CONSEGNE DELL'ESERCIZIO
1 - Spiega in una o due frasi perché, secondo l'articolo su Bernard Hinault, al ciclista è stato dato il soprannome «Le Blaireau».
2 - Rispondi a queste domande sull'articolo su Bernard Hinault:
(a) Quante volte Hinault ha vinto il Tour de France?
(b) Quale altro ciclista, insieme a lui, ha vinto almeno due volte tutti e tre i Grandi giri?
(c) Quanti chilometri misura la prima frazione del Tour con arrivo a Rimini?
3 - Prosegui per favore l'articolo su Bernard Hinault a partire dall'ultima frase riportata.

ESTRATTO DELLA PAGINA
● ● ● ● ● ● ●
Hinault: «Amo l'Italia e con il Tour...»

di Giulia De Maio

Cinque Tour de France (1978, 1979, 1981, 1982 e 1985), tre Giri d’Italia (1980, 1982 e 1985), due Vuelta a España (1978 e 1983), un campionato del mondo (1980), una Parigi-Roubaix, due Giri di Lombardia, due Liegi-Bastogne-Liegi, due Freccia Vallone, una Amstel Gold Race e l’umiltà del campione vero. Il mese scorso abbiamo avuto l’onore di pedalare insieme a monsieur Bernard Hinault, uno dei ciclisti più vincenti della storia (ha partecipato a 12 grandi giri vincendone 10, vanta 216 trionfi dal 1975 al 1986, ndr) e di conoscere una bellissima persona. Una leggenda super disponibile. Un nonno che ci ha mo­strato con orgoglio le fo­to dei nipotini con indosso le sue maglie di un tempo ma che discretamente ci ha pregato di non pubblicarle. Un campione che segue tutt’oggi il ciclismo con passione, affetto e competenza.
Sulle strade dell’Emilia Romagna, che con Toscana e Piemonte ospiteranno l’inedita Grand Départ della Grande Boucle del prossimo anno, ci siamo incollati alla ruota del mito bretone, ancora veloce nonostante viaggi verso i 69 anni, e non ci siamo fatti scappare l’occasione di chiedere un giudizio sul ciclismo di oggi al “tasso” più noto della storia. Le Blaireau è il soprannome che gli hanno affibbiato per la sua tenacia e la capacità di nascondersi all’interno del gruppo, per poi attaccare nel momento decisivo, cogliendo di sorpresa gli avversari ed è ancora at­tuale e calzante per l’acume che gli ri­conoscerete leggendo quest’intervista che ha concesso a tuttoBICI in esclusiva.
Oltre a raccogliere parecchi aneddoti legati alla sua incredibile carriera (in­sieme ad Alberto Contador, è l’unico ciclista nella storia ad aver vinto almeno due volte tutti e tre i Grandi giri, ndr), abbiamo scoperto il suo debole per i talenti che stanno dominando at­tualmente in ambito internazionale, che non userebbe la radiolina in corsa in modo convenzionale e che ha un legame profondo con l’Italia da cui per la prima volta nel 2024 partirà il Tour de France.
Hinault sarà a Firenze il prossimo 29 giugno?
«Spero proprio di sì perché in Italia mi sento come a casa. Ci sono stato a correre tante volte, è il Paese dove ho trascorso più giorni dopo la Francia. Cu­stodisco tanti ricordi del Giro, dei paesaggi attraversati, dei monumenti visitati, delle città di partenza e arrivo, della gente, che ancora oggi mi riconosce. È stato interessante provare il tratto finale della prima frazione con arrivo a Rimini, 205 km con 3.800 metri di dislivello. Sulle salite di San Leo, Mon­te­maggio e San Marino chi vorrà lottare per la maglia gialla dovrà farsi trovare già pronto. Come diceva giustamente anche Davide Cassani, faranno già la dif­ferenza anche la Cesenatico-Bolo­gna, 200 km omaggio al grande Marco Pan­tani, e la Piacenza-Torino (225 km) che ci riavvicineranno al confine francese».
● ● ● ● ● ● ●
ESTRATTO DEI DATI
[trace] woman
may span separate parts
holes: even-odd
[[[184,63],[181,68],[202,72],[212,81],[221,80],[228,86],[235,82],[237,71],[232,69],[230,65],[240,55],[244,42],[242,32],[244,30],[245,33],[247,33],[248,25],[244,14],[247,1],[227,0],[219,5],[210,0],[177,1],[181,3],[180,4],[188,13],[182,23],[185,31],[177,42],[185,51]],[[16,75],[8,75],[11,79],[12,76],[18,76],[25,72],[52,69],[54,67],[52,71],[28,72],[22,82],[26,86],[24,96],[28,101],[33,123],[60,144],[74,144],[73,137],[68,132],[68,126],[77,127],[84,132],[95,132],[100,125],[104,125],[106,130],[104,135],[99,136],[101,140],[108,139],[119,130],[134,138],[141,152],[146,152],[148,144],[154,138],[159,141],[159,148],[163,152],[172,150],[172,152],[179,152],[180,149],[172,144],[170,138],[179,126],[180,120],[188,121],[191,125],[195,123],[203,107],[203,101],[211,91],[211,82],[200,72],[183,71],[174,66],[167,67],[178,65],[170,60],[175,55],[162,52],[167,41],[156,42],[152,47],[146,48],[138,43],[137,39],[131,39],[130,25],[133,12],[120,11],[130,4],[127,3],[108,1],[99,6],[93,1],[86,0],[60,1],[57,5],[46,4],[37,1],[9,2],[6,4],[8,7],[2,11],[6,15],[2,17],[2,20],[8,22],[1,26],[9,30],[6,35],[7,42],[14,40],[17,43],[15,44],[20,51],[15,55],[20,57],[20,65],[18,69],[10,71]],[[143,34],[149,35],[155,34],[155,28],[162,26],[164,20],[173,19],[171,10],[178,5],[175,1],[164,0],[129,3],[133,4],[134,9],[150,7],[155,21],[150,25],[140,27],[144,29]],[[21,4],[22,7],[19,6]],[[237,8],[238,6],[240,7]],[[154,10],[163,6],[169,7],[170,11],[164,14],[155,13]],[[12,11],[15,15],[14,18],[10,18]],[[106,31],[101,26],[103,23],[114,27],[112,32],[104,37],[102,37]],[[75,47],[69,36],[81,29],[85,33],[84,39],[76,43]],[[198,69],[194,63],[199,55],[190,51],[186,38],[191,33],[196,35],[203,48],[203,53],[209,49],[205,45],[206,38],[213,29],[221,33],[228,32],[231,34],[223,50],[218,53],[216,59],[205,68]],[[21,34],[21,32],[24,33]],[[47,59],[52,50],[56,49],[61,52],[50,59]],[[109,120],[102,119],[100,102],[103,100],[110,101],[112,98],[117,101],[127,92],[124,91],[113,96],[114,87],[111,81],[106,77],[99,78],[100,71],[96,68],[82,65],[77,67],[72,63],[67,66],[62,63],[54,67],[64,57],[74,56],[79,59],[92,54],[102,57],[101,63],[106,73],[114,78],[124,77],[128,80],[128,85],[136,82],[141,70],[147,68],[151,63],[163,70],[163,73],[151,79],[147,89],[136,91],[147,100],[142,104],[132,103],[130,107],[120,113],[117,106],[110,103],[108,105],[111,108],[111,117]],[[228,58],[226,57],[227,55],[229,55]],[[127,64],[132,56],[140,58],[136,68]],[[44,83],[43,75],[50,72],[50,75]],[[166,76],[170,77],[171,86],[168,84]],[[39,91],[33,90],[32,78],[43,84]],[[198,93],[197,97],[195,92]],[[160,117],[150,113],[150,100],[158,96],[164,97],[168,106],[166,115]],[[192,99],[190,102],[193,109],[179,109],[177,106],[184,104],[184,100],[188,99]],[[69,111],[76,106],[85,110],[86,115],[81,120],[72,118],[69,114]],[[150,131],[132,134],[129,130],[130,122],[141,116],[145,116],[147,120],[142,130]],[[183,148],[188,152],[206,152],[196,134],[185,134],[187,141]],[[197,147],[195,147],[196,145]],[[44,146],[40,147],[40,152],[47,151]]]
● ● ● ● ● ● ●
RISPOSTE PER CONSEGNA
1 - Il soprannome gli è stato affibbiato per la sua tenacia e per la capacità di nascondersi all'interno del gruppo, così da attaccare nel momento decisivo e cogliere di sorpresa gli avversari.

2 -
(a) Cinque volte.
(b) Alberto Contador.
(c) 205 km.

3 -
Le piace il ciclismo di oggi?
«Tantissimo. Stiamo assistendo a qualcosa di fenomenale con Pogacar, Vin­ge­gaard, Roglic, Evenpoel, Van der Poel, Van Aert, Ayuso e tutti questi talenti favolosi. Da quando sono nel ciclismo, e ormai sono un po’ di stagioni, non ho mai visto così tanti corridori giovani sbocciare tutti insieme. È una meraviglia vedere come corre questa generazione».
Il corridore in cui si ritrova di più?
«Tadej Pogacar corre e vince dalla primavera all’autunno, quest’anno si è imposto al Giro delle Fiandre, alla Frec­cia Vallone e all’Amstel Gold Ra­ce, è stato protagonista al Tour, al mon­diale e lo sarà anche a Il Lom­bar­dia. È meraviglioso vederlo in testa alle corse da inizio a fine stagione. È quello che più assomiglia a me, ad Eddy Merckx, a Francesco Moser, in generale ai campioni della vecchia generazione perché si può giocare sia i grandi giri che le classiche monumento».
Chi vincerà il Tour 2024?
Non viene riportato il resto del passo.